__WORK ORDER__.
Copy out the following text about the village of Athavanad word for word, in full.

__EXCERPTED TEXT__.
------------------------

Athavanad  is a village in the Tirur Taluk, in the Malappuram District of the state of Kerala, India. The town lies on the National Highway 17, between Kuttippuram and Valanchery. Puthanathani is the main town of the Athavanad village and the village office is located in Athavanad Para & Kurumbathoor. Nearby towns include Valanchery, Kalpakanchery, Tavanur, Tirunavaya, Kuttippuram, Irimbiliyam, and Edayur. 

Athavanad  is also famous for historical  Azhvanchery Mana which built about 400 years ago.

Etymology

In Malayalam, "Athavanad" is an abbreviation of "Azhvanchery Thambrakkal Vazhunna Nadu". The region was under the rule of the Azhvanchery Thamprakkal feudal lords in ancient times. Azhvanchery Thamprakkal were usually present at the Ariyittu Vazhchaof a new Zamorin of Calicut. The original headquarters of Palakkad Rajas were also at Athavanad.

Industries
Athavanad has some industries.  Athavanad is home to several public enterprises in the textile industry.
 The MALCOTEX (Malabar Co-operative Textiles Limited) is headquartered at Athavanad.
 KELTEX (Kerala Hi-Tech Textile  Cooperative Limited) is also located here.

Demographics
As of the 2011 Census of India, Athavanad had a population of 20,480. 9,612 (47%) are men, and around 11,000 (53%) are women. The population density is approximately 1,524 people per square kilometer. Children under the age of six make up 14% of Athavanad's population.

Malayalam is the most spoken language.

Culture

Religion 
Athavanad is predominantly Hindu and Muslim; thus, these two religions have a strong influence on local cultural traditions. Teeyate, Thiruvathira, Duff Muttu, Kolkali, and Aravanamuttu are popular traditions. Temples and mosques are common gathering places for both social and religious reasons.

------------------------

__DATASET EXTRACT__.

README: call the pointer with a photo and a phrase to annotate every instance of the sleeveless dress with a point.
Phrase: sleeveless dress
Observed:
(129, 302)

------------------------

__RESPONSE__.
Athavanad  is a village in the Tirur Taluk, in the Malappuram District of the state of Kerala, India. The town lies on the National Highway 17, between Kuttippuram and Valanchery. Puthanathani is the main town of the Athavanad village and the village office is located in Athavanad Para & Kurumbathoor. Nearby towns include Valanchery, Kalpakanchery, Tavanur, Tirunavaya, Kuttippuram, Irimbiliyam, and Edayur. 

Athavanad  is also famous for historical  Azhvanchery Mana which built about 400 years ago.

Etymology

In Malayalam, "Athavanad" is an abbreviation of "Azhvanchery Thambrakkal Vazhunna Nadu". The region was under the rule of the Azhvanchery Thamprakkal feudal lords in ancient times. Azhvanchery Thamprakkal were usually present at the Ariyittu Vazhchaof a new Zamorin of Calicut. The original headquarters of Palakkad Rajas were also at Athavanad.

Industries
Athavanad has some industries.  Athavanad is home to several public enterprises in the textile industry.
 The MALCOTEX (Malabar Co-operative Textiles Limited) is headquartered at Athavanad.
 KELTEX (Kerala Hi-Tech Textile  Cooperative Limited) is also located here.

Demographics
As of the 2011 Census of India, Athavanad had a population of 20,480. 9,612 (47%) are men, and around 11,000 (53%) are women. The population density is approximately 1,524 people per square kilometer. Children under the age of six make up 14% of Athavanad's population.

Malayalam is the most spoken language.

Culture

Religion 
Athavanad is predominantly Hindu and Muslim; thus, these two religions have a strong influence on local cultural traditions. Teeyate, Thiruvathira, Duff Muttu, Kolkali, and Aravanamuttu are popular traditions. Temples and mosques are common gathering places for both social and religious reasons.